--- START Document excerpt ---

Human-aligned Safe Reinforcement Learning for Highway On-ramp Merging in Dense Traffic

This is the official implementation of the paper: [Human-aligned Safe Reinforcement Learning for Highway On-ramp Merging in Dense Traffic]. The code is based on highway-env.

1. Setup Environment

We use conda to manage our environment. To create the environment, run

conda create -n on_ramp_merge python=3.8
conda activate on_ramp_merge

and we also highly recommend you install the openmpi for the parallel training:

cd ~/Downloads
wget https://download.open-mpi.org/release/open-mpi/v4.1/openmpi-4.1.2.tar.gz
tar -xzvf openmpi-4.1.2.tar.gz
cd openmpi-4.1.2
./configure
make && make install

then you need to install the requirements:

git clone https://github.com/wenqing-2021/On_Ramp_Merge_Safe_RL.git
cd On_Ramp_Merge_Safe_RL
pip install -r requirement.txt

Note: we use wandb to log the training process, so you need to create an account on wandb and login with your account. Here is the tutorial for quick_start.

--- END Document excerpt ---

Work to do
1. From the README, extract the passage starting at "then you need" and ending at "tutorial for quick_start.".
2. List every command the README gives for downloading and installing openmpi.
3. According to the README, which Python version does the conda environment use?

--- START Excerpted records ---

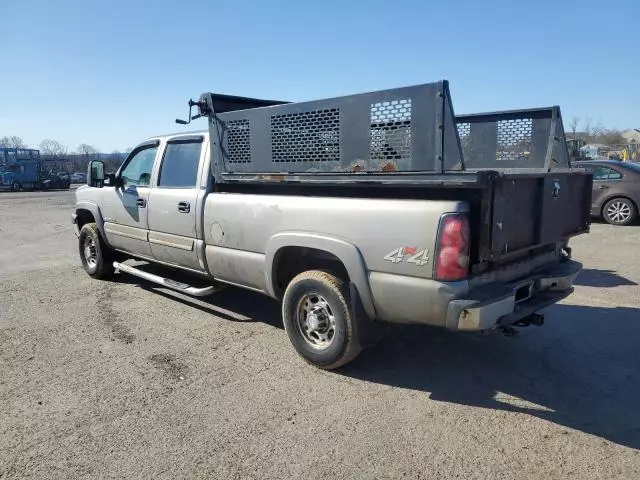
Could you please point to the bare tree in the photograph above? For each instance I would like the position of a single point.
(592, 131)
(52, 148)
(575, 121)
(12, 142)
(611, 137)
(86, 150)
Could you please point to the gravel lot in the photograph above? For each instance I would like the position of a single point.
(124, 380)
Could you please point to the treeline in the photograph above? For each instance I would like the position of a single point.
(64, 160)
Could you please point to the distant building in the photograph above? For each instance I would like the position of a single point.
(632, 135)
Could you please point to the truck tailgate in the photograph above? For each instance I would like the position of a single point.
(532, 211)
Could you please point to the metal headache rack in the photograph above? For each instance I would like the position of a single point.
(388, 136)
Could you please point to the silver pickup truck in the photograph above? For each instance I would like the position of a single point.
(353, 212)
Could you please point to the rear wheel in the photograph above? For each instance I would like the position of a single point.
(96, 257)
(318, 321)
(619, 211)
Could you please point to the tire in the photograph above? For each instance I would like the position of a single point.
(619, 211)
(96, 257)
(323, 333)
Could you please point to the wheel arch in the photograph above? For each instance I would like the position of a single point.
(346, 253)
(87, 212)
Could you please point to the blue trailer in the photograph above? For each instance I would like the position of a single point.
(22, 168)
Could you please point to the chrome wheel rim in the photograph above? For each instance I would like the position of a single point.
(90, 253)
(315, 321)
(619, 212)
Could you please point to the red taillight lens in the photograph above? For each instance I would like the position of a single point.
(452, 254)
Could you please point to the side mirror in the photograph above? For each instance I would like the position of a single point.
(110, 180)
(95, 174)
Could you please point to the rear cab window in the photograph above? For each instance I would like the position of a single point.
(180, 163)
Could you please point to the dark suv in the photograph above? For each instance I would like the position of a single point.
(616, 190)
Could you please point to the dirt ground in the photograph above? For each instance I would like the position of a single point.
(120, 379)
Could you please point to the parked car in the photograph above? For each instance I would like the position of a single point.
(616, 190)
(78, 177)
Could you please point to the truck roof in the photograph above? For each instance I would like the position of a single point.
(164, 136)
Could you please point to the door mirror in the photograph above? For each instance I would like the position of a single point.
(95, 174)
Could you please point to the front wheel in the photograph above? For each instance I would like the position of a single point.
(318, 321)
(96, 257)
(619, 211)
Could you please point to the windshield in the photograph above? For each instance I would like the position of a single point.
(632, 166)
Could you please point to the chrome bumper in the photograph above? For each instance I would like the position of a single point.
(504, 304)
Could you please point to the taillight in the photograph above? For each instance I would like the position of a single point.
(452, 251)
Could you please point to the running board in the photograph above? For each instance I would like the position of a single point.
(166, 282)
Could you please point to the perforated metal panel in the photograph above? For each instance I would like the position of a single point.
(464, 133)
(391, 130)
(514, 139)
(312, 136)
(238, 141)
(385, 131)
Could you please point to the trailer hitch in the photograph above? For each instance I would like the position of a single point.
(201, 107)
(536, 319)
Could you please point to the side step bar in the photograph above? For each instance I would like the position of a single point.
(166, 282)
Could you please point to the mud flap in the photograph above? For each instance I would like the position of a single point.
(368, 331)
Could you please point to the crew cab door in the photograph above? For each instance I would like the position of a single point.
(175, 203)
(124, 208)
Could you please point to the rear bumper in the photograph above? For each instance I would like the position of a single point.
(492, 305)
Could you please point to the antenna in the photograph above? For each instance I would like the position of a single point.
(191, 104)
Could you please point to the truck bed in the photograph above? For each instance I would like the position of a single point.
(512, 167)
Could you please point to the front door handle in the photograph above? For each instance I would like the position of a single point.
(184, 207)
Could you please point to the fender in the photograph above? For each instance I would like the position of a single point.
(346, 252)
(95, 211)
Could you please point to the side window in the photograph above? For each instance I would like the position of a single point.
(179, 167)
(137, 171)
(601, 173)
(614, 174)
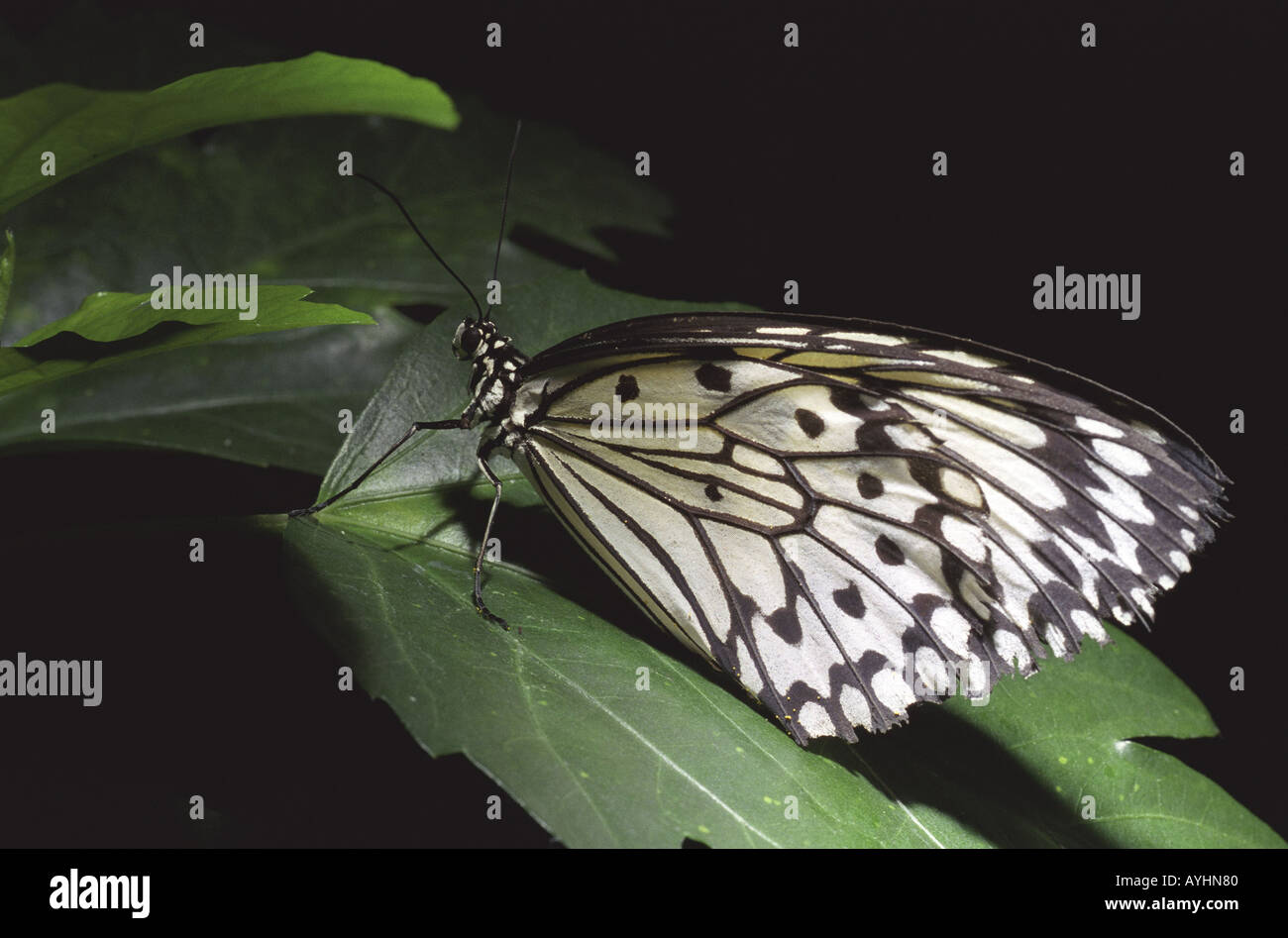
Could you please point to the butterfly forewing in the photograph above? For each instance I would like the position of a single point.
(859, 513)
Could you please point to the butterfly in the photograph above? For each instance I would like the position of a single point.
(841, 514)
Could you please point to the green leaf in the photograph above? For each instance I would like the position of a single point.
(555, 714)
(7, 258)
(220, 208)
(81, 127)
(132, 320)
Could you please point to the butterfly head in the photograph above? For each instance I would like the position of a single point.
(472, 337)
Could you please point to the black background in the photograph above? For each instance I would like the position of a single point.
(809, 163)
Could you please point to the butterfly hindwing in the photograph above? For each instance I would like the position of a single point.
(861, 514)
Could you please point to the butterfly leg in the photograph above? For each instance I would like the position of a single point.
(487, 532)
(455, 424)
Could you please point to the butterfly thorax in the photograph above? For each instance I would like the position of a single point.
(493, 371)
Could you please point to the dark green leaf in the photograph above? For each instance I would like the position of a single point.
(266, 198)
(7, 258)
(128, 315)
(81, 127)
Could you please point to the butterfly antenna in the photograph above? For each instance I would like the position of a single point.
(425, 240)
(505, 201)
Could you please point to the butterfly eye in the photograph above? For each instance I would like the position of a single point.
(467, 341)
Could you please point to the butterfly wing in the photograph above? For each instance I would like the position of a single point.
(862, 513)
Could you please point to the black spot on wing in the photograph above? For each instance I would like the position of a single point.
(713, 376)
(889, 552)
(849, 401)
(627, 388)
(870, 486)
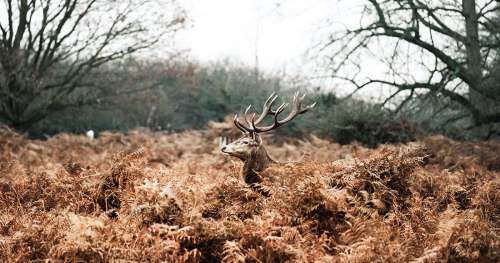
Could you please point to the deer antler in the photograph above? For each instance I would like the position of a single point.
(251, 125)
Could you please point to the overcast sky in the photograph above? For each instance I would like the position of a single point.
(278, 32)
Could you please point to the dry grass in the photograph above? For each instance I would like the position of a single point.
(157, 197)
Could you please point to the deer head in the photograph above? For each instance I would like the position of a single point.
(249, 147)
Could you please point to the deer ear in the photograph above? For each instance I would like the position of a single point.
(257, 138)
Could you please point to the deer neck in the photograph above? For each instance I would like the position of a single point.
(258, 161)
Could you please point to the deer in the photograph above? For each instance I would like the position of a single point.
(249, 148)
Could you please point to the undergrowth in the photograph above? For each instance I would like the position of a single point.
(173, 197)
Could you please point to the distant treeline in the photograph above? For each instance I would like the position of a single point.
(178, 96)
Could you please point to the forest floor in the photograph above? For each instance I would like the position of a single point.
(149, 196)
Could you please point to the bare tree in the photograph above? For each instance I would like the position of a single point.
(48, 48)
(449, 48)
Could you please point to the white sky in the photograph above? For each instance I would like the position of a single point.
(278, 33)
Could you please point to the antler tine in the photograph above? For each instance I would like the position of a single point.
(267, 108)
(240, 126)
(296, 110)
(251, 126)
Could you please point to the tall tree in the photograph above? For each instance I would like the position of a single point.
(48, 48)
(449, 47)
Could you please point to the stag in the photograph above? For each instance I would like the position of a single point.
(249, 148)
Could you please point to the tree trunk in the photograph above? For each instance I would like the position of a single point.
(474, 62)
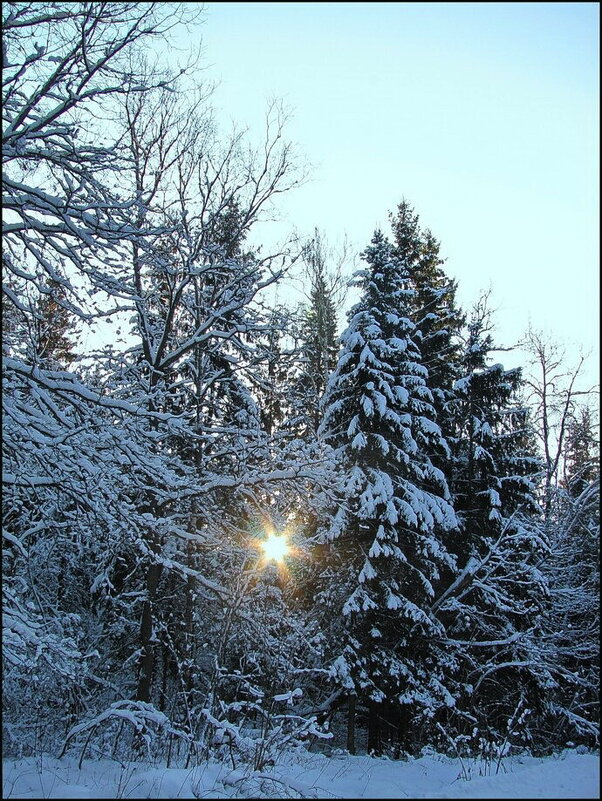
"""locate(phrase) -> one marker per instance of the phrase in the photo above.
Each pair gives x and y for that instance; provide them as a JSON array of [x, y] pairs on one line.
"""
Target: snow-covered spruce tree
[[318, 334], [395, 506], [493, 610], [570, 636], [433, 308]]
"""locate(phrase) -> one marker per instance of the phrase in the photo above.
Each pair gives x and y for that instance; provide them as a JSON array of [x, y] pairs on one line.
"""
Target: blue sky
[[485, 116]]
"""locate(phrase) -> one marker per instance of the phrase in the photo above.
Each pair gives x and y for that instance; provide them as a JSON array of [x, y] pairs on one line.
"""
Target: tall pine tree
[[379, 418]]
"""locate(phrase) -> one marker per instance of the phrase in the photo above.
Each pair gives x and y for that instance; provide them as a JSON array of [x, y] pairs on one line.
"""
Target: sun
[[275, 547]]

--- END Excerpted records ---

Expected answers
1.
then you need to install the requirements:

git clone https://github.com/wenqing-2021/On_Ramp_Merge_Safe_RL.git
cd On_Ramp_Merge_Safe_RL
pip install -r requirement.txt

Note: we use wandb to log the training process, so you need to create an account on wandb and login with your account. Here is the tutorial for quick_start.

2.
cd ~/Downloads
wget https://download.open-mpi.org/release/open-mpi/v4.1/openmpi-4.1.2.tar.gz
tar -xzvf openmpi-4.1.2.tar.gz
cd openmpi-4.1.2
./configure
make && make install

3. Python 3.8